Instruction: Rewrite the material below, swapping each occurrence of "dense forest" for "thick woodland" and leaving everything else unchanged. Omit the pictures from your version.

## begin

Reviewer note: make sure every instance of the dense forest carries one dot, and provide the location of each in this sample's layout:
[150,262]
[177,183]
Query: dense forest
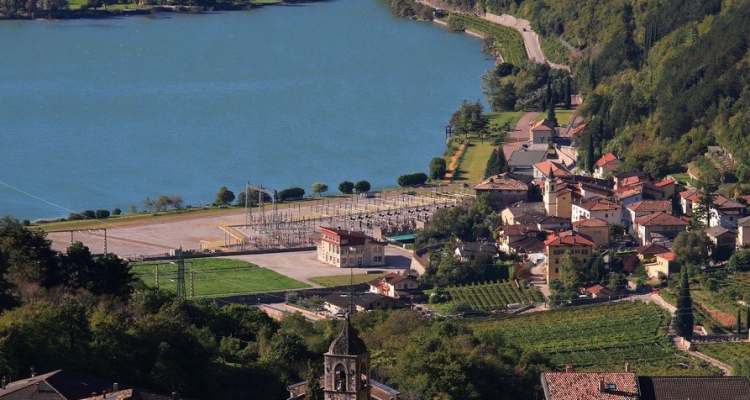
[662,80]
[108,324]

## end

Response:
Reviewer note: make sure every instance of the thick woodland carries one dot, and provide the location of each in this sample's layout:
[150,262]
[177,183]
Query: thick woodland
[662,80]
[108,324]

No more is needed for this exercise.